PROBLEM STATEMENT: Starting at the line that contains "Task: annotate the rocky", copy each line through the end of the listing below. Include both ends and output nothing more.

Rows from a pointing dataset:
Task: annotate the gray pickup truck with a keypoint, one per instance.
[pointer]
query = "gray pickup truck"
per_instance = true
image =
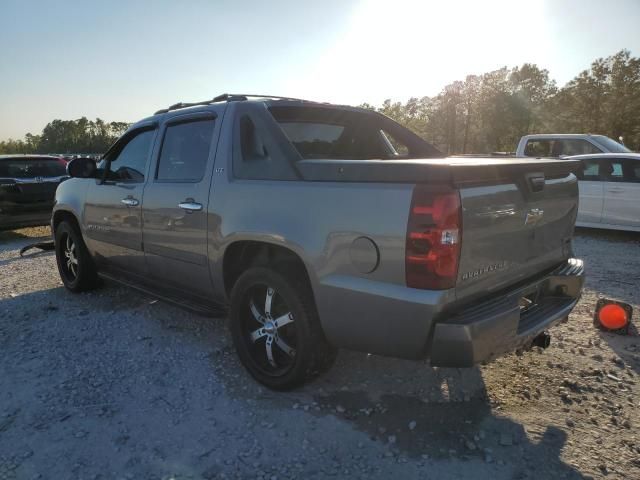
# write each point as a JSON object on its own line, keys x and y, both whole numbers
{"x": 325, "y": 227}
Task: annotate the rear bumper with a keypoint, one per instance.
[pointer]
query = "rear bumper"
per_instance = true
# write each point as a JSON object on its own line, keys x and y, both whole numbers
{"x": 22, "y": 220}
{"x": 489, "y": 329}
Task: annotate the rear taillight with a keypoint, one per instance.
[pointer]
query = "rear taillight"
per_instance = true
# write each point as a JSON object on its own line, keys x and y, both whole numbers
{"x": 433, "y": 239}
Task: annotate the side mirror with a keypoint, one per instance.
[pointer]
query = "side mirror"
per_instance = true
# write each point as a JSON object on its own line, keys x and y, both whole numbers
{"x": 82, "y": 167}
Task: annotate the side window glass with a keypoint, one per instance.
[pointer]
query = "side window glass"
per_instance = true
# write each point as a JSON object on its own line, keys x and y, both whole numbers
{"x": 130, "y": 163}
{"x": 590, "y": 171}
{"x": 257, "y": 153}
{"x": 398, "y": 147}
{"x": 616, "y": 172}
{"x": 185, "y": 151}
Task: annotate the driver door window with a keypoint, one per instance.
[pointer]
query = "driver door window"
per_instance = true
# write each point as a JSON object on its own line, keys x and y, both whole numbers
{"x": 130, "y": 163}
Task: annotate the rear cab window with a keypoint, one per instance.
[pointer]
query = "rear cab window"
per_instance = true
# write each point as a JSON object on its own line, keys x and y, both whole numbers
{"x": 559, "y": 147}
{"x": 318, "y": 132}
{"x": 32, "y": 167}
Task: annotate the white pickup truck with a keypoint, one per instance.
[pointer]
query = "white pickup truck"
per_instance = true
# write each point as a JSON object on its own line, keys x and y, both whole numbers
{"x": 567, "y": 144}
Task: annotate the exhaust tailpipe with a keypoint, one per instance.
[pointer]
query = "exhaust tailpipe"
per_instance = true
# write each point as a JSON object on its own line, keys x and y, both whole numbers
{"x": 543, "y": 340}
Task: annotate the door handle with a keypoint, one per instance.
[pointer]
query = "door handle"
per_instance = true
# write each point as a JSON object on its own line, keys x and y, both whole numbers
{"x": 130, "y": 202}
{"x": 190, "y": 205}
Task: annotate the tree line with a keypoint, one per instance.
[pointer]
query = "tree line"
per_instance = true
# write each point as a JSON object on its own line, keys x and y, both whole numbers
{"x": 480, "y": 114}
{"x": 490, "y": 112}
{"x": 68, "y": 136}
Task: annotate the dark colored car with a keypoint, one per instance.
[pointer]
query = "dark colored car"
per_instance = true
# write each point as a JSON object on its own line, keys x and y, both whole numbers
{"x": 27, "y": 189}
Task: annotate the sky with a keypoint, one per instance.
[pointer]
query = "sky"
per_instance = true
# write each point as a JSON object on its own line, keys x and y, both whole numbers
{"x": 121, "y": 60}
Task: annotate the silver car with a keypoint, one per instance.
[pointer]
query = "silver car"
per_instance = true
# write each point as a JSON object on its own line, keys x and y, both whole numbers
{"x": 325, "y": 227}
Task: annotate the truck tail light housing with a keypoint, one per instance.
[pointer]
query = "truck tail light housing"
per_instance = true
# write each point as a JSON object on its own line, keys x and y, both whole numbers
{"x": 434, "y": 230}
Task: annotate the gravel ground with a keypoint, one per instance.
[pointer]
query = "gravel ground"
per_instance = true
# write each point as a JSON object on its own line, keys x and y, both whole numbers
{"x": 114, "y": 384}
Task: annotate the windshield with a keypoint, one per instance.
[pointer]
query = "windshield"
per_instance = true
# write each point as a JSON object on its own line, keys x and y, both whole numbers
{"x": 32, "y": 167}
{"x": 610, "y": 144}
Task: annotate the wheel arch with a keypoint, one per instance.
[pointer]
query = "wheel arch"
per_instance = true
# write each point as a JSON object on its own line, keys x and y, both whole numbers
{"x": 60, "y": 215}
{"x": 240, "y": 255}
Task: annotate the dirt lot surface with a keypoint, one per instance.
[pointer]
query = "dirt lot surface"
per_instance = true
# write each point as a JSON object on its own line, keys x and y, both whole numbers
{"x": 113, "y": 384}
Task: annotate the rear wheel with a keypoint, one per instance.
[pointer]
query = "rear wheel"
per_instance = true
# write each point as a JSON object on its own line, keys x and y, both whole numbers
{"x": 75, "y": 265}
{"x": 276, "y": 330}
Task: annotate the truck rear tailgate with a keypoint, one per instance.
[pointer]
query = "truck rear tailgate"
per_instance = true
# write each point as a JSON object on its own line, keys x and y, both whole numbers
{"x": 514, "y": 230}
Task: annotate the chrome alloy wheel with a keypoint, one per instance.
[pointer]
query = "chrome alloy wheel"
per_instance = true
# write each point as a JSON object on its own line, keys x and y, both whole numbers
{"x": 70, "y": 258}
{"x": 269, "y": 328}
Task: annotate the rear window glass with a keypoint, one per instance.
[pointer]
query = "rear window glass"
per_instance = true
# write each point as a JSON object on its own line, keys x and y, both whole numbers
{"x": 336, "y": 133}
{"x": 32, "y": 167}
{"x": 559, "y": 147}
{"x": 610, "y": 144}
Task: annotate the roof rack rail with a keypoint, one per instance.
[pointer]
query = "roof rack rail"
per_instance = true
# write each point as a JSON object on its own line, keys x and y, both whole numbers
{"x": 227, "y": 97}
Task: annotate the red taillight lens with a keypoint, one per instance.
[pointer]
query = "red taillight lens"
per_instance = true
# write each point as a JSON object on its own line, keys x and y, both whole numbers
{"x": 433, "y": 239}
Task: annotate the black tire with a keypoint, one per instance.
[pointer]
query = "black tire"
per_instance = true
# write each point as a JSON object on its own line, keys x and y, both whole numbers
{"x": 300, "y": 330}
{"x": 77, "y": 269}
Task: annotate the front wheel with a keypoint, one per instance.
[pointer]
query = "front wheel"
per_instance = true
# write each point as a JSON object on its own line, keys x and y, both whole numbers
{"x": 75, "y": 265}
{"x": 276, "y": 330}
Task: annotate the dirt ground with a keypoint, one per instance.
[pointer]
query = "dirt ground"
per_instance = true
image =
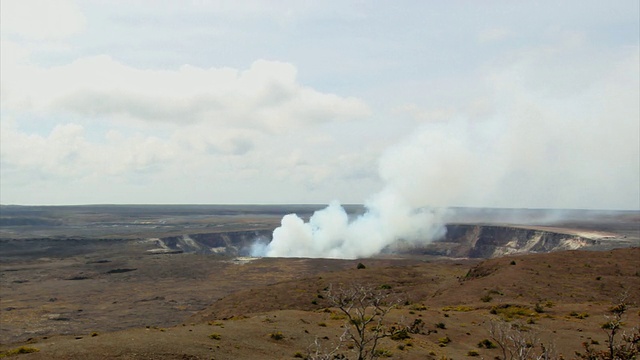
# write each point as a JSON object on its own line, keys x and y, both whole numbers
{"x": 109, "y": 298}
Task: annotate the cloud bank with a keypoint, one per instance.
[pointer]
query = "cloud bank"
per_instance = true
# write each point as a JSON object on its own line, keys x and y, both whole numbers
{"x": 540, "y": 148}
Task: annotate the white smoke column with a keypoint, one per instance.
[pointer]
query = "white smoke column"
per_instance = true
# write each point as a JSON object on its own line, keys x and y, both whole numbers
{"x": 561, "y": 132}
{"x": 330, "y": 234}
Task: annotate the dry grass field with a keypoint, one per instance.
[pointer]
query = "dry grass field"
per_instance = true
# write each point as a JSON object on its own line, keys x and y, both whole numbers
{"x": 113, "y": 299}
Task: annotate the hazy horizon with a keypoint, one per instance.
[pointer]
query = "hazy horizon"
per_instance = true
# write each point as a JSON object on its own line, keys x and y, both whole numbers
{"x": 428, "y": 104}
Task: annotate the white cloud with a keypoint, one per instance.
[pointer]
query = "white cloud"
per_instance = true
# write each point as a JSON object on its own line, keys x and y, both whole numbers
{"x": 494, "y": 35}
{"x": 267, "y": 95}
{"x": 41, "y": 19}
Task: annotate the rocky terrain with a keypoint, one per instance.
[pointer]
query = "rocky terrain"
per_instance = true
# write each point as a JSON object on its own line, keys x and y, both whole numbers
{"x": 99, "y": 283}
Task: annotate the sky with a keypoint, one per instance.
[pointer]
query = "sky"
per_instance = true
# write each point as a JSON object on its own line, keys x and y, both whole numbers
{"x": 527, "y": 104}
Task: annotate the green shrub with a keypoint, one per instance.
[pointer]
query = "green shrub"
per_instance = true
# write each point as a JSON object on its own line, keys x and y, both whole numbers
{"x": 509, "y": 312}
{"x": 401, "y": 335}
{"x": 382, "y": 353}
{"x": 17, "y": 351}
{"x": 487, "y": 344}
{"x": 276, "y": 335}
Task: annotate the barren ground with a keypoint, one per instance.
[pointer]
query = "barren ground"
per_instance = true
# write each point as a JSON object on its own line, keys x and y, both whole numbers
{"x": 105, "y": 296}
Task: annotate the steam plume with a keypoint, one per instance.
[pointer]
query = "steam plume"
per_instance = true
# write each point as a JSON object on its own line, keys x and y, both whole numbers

SOLUTION TO THE EXERCISE:
Task: annotate the rocky terrain with a keypoint, one per instance.
[pointer]
query = "rocky terrain"
per_instance = true
# write each point as a JSON object on its own line, keys x and y, both whole numbers
{"x": 99, "y": 283}
Task: annotate the sky with a keypoint, one per instance.
[pointer]
query = "sky"
per_instance = true
# write each point as a JSON object on its own line, keys x and y, both whole numbers
{"x": 527, "y": 104}
Task: annotate the green shrub with a keypoint, one per instance.
[pointer]
query = "green shrub"
per_instance = true
# write each point as a JSON object on its own line, keys x and y, both whole numbers
{"x": 509, "y": 312}
{"x": 401, "y": 335}
{"x": 382, "y": 353}
{"x": 17, "y": 351}
{"x": 487, "y": 344}
{"x": 276, "y": 335}
Task: annotate the barren ground with a keypoint, one per instance.
[pointer]
query = "barren ground"
per_instance = true
# write each point as a JSON object on its own line, keys x and y, both whole numbers
{"x": 105, "y": 296}
Task: annotate the steam plume with a keypoint, one per instance.
[pointer]
query = "steam plume"
per_instance = true
# write each point as a JSON object on its own line, keys x and y, both whole numbers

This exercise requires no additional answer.